>>>>

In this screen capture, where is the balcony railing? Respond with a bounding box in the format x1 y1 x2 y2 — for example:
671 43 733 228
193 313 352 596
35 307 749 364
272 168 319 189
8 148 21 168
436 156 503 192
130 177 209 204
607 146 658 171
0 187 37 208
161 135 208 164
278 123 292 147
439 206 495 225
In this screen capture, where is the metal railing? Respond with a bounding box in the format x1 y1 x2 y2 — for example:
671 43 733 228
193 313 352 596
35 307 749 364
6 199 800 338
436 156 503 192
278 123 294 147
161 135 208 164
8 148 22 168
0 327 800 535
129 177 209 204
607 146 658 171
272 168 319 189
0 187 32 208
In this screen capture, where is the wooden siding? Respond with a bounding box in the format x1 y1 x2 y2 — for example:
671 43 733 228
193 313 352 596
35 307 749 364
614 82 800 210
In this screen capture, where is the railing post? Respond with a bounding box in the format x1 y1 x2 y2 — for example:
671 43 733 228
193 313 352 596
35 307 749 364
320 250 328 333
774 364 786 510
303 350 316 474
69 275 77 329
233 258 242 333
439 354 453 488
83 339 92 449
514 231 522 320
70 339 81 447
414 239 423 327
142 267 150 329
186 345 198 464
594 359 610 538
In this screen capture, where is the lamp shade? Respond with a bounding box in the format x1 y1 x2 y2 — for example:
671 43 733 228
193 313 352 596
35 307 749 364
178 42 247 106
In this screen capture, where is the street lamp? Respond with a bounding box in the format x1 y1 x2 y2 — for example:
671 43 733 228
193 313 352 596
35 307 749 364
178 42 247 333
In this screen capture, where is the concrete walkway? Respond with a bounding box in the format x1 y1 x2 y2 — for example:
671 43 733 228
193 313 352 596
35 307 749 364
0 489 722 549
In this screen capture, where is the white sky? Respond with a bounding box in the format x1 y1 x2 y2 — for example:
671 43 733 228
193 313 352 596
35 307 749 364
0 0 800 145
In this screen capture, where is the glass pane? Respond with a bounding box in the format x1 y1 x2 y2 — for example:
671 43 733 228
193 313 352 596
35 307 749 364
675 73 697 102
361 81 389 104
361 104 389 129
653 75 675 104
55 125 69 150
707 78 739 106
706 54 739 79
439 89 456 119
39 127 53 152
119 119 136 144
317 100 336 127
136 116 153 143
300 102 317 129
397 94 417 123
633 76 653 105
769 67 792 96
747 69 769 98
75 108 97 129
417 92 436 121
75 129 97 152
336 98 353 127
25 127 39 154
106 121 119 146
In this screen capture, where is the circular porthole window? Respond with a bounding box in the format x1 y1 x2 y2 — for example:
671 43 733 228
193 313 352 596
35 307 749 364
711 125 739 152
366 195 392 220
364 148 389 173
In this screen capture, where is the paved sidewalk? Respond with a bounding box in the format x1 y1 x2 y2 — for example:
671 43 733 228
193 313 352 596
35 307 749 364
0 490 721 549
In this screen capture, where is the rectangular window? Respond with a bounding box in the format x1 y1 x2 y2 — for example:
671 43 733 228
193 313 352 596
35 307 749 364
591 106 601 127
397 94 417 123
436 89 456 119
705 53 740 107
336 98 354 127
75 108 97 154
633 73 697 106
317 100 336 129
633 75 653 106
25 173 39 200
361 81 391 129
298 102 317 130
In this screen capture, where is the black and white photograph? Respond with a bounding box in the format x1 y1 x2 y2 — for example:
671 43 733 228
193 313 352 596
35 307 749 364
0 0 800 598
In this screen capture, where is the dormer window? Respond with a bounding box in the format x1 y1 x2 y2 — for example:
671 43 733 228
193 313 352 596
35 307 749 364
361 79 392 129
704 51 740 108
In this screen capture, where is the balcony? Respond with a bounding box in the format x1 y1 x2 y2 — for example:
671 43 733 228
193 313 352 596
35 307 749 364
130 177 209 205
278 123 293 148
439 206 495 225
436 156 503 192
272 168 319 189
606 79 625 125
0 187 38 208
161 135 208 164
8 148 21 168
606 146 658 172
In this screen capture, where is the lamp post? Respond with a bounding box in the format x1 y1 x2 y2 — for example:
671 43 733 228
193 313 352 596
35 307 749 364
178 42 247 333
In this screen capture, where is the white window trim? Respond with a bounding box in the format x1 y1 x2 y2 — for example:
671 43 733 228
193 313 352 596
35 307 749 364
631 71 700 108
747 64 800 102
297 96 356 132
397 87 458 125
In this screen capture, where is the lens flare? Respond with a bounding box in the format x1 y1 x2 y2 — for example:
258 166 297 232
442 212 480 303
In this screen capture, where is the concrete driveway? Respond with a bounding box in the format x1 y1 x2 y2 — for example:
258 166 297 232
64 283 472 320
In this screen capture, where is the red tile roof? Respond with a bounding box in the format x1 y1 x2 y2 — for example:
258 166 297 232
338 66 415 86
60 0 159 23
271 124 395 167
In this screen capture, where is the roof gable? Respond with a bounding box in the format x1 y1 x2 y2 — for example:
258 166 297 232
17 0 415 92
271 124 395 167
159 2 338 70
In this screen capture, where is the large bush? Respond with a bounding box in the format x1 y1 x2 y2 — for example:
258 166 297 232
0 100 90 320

<<<<

[YOUR TASK]: Give the lines above as a JSON list of strings, one string per line and no blank lines, starting with the first line and going on through the line with "0 187 32 208".

[THE RESULT]:
[
  "In this screen capture, where is the balcony railing? Respond with a bounding box in the format x1 y1 x2 y2 — for example:",
  "671 43 733 228",
  "193 313 352 596",
  "35 307 749 364",
  "272 168 319 189",
  "8 148 21 168",
  "436 156 503 192",
  "130 177 209 204",
  "607 146 658 171",
  "0 187 37 208",
  "161 135 208 164",
  "278 123 292 147",
  "439 206 495 225",
  "In this screen capture, where is the metal railing? Respond with a bounding box in the format x1 y1 x2 y2 — for example:",
  "671 43 733 228",
  "193 313 352 596",
  "35 307 749 364",
  "6 199 800 338",
  "436 156 503 192",
  "278 123 294 147",
  "161 135 208 164",
  "8 148 22 168",
  "0 327 800 535",
  "129 177 209 204",
  "607 146 658 171",
  "272 168 319 189",
  "0 187 32 208"
]